With such an illustrious career, it’s obvious why Fincher is able to get the best material to direct, The Killer based on a graphic novel by Alexis Nolent and Luc Jacamon, as adapted by Andrew Kevin Walker (Sleepy Hollow), which belies its graphic novel roots. It’s very much a showcase for the abilities of Fassbender, who delivers a performance driven by his steely glare and not much in terms of dialogue, but he has the type of on-screen charisma that keeps you riveted to his character’s every move. Walker’s screenplay is fantastic, especially as it allows us into the killer’s head as he reiterates a mantra that essentially justifies his occupation.
Despite the dark and violent nature of the story, there’s a surprising amount of humor in The Killer, even if it’s just getting a snicker out of the sitcom pseudonyms Fassbender’s character uses while travelling around using false documents. At times, The Killer does feel a bit dry, which just comes from the territory, when you’re creating something that acts as a slow build. Yet, there is at least one major action scene where Fassbender’s killer faces off against someone who has been sent to kill him, which acts almost like a palate cleanser to the generally slow nature of the film up until that point. When Tilda Swinton appears later in the movie, her scene with Fassbender is one of The Killer‘s true highlights, but in general, Fassbender’s encounters and interactions are what drive the film.

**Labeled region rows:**
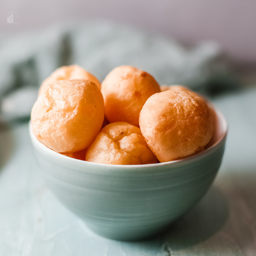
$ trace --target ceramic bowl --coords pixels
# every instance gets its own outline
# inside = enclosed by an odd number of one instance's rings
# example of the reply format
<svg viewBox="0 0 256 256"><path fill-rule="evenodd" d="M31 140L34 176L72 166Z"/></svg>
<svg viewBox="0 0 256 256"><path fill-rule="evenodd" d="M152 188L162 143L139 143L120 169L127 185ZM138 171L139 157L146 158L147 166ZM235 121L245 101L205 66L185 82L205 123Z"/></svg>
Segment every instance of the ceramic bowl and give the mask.
<svg viewBox="0 0 256 256"><path fill-rule="evenodd" d="M95 233L135 240L151 236L204 196L219 169L227 125L216 112L214 135L204 151L183 159L114 165L71 158L30 136L39 166L52 192Z"/></svg>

**GIVEN INSTRUCTION:**
Decide whether each statement agrees with the film review, answering yes or no and quoting the deciding words of the review. 1. Andrew Kevin Walker adapted the graphic novel for the screen. 2. Fassbender's performance depends heavily on dialogue. 3. Tilda Swinton appears early in the movie.

**FULL OUTPUT:**
1. Yes: "as adapted by Andrew Kevin Walker (Sleepy Hollow)"
2. No: "driven by his steely glare and not much in terms of dialogue"
3. No: "When Tilda Swinton appears later in the movie"